* The problem *
Reproduce the data below word for word, starting at the line that contains "Where can the agility" and ending at the final line of the data, with both of those lines included.

:: Data for this exercise ::

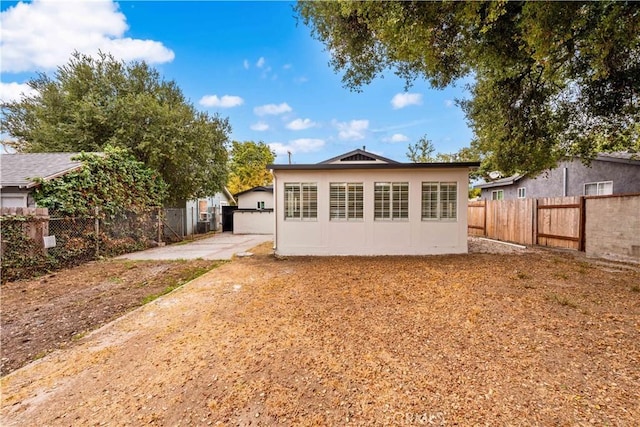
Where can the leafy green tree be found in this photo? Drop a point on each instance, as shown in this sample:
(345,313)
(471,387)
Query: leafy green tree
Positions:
(113,181)
(549,79)
(90,103)
(422,151)
(248,165)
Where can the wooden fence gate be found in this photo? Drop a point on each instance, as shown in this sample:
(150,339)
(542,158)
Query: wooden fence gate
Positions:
(552,221)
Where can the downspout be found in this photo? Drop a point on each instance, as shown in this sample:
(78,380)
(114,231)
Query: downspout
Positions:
(275,210)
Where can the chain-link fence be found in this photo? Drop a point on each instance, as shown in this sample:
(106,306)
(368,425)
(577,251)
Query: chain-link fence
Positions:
(28,246)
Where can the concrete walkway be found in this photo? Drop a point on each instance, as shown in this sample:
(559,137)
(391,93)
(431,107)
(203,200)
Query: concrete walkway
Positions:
(221,246)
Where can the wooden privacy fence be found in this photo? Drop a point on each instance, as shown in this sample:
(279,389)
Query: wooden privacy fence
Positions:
(552,221)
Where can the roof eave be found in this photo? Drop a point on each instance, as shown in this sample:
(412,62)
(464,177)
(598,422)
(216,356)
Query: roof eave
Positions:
(335,166)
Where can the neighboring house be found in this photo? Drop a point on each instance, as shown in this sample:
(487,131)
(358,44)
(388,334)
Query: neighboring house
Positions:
(360,203)
(205,214)
(255,211)
(609,173)
(18,171)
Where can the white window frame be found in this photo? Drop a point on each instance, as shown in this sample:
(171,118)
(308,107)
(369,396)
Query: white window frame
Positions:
(300,201)
(346,201)
(391,201)
(439,201)
(600,188)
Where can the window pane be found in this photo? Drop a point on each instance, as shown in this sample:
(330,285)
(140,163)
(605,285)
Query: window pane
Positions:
(429,200)
(309,201)
(292,201)
(337,201)
(448,200)
(355,195)
(382,200)
(605,188)
(400,200)
(591,189)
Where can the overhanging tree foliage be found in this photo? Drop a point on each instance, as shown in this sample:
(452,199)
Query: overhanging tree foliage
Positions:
(248,162)
(90,103)
(550,79)
(114,182)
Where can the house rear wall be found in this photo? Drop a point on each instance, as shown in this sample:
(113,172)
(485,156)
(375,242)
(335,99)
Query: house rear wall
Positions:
(368,237)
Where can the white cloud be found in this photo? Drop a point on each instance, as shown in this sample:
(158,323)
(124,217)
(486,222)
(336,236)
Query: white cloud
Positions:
(260,126)
(14,91)
(302,145)
(300,124)
(44,33)
(397,137)
(272,109)
(353,130)
(401,100)
(226,101)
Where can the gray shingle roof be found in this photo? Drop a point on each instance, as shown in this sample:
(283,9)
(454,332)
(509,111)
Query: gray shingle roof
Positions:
(19,170)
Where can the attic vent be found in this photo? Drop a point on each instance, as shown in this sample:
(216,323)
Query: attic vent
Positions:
(357,158)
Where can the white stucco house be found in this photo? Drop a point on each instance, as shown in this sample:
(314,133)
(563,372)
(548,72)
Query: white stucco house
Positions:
(360,203)
(255,211)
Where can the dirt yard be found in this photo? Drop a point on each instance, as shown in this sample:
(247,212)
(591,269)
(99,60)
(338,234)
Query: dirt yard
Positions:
(53,311)
(516,337)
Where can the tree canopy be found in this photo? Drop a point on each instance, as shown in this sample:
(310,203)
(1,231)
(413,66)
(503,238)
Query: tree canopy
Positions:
(549,79)
(248,162)
(90,103)
(113,181)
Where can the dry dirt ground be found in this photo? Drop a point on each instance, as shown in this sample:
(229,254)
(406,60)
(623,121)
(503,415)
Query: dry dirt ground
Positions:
(519,337)
(53,311)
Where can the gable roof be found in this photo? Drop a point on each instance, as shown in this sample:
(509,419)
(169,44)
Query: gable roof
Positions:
(19,170)
(358,156)
(259,188)
(361,159)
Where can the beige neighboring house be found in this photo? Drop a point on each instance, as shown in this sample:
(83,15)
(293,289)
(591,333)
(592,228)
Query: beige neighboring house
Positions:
(360,203)
(18,171)
(254,214)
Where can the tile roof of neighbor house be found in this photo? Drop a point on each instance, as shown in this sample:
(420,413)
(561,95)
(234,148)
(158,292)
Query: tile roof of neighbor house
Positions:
(19,170)
(357,159)
(620,156)
(500,182)
(265,188)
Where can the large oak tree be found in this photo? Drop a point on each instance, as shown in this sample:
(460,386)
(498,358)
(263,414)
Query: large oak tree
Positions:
(548,79)
(90,103)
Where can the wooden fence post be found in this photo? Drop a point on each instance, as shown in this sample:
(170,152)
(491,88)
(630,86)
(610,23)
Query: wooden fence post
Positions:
(97,230)
(159,225)
(581,228)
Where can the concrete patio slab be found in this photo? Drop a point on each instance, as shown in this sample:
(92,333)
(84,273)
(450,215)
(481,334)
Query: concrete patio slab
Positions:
(219,247)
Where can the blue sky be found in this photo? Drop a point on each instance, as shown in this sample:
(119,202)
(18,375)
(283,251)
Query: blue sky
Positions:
(252,62)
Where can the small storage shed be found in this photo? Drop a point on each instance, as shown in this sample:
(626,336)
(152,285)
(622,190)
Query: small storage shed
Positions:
(254,214)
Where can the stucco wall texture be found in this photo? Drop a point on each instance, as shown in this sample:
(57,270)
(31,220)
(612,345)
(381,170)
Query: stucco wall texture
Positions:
(614,231)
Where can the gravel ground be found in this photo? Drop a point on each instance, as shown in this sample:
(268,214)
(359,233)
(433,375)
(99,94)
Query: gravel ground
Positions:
(512,337)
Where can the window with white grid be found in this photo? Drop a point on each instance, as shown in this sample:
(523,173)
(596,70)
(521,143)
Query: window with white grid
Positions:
(346,201)
(391,200)
(439,200)
(300,201)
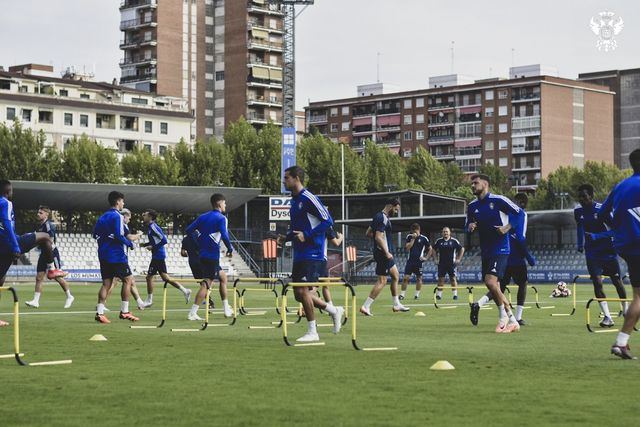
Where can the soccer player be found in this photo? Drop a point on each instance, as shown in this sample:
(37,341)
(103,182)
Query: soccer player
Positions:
(380,230)
(156,244)
(111,235)
(489,215)
(210,228)
(517,262)
(416,243)
(46,226)
(621,210)
(307,230)
(450,253)
(600,254)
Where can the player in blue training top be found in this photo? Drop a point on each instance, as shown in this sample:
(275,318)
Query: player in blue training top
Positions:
(489,215)
(308,228)
(600,255)
(416,244)
(156,244)
(621,210)
(380,231)
(111,234)
(209,229)
(450,253)
(46,226)
(517,263)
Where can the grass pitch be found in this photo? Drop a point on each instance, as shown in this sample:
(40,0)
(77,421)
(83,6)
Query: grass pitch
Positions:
(553,372)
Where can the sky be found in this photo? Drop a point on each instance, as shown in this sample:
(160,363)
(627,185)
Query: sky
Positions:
(338,41)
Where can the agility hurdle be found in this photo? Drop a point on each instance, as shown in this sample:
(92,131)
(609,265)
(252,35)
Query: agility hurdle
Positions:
(283,314)
(16,336)
(443,306)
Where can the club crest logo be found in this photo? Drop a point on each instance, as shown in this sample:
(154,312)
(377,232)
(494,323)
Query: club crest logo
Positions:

:::

* Exercise output *
Where can the agility hurdle be found in this photo? Drop a point on each instance, as shown in this sample:
(92,131)
(609,265)
(252,35)
Query: agility hurdle
Positions:
(283,314)
(16,336)
(443,306)
Where can the club crest logo be found in this photo? Drop a point on each instance, as shown in this sample:
(154,312)
(377,232)
(494,323)
Query: club crest logo
Positions:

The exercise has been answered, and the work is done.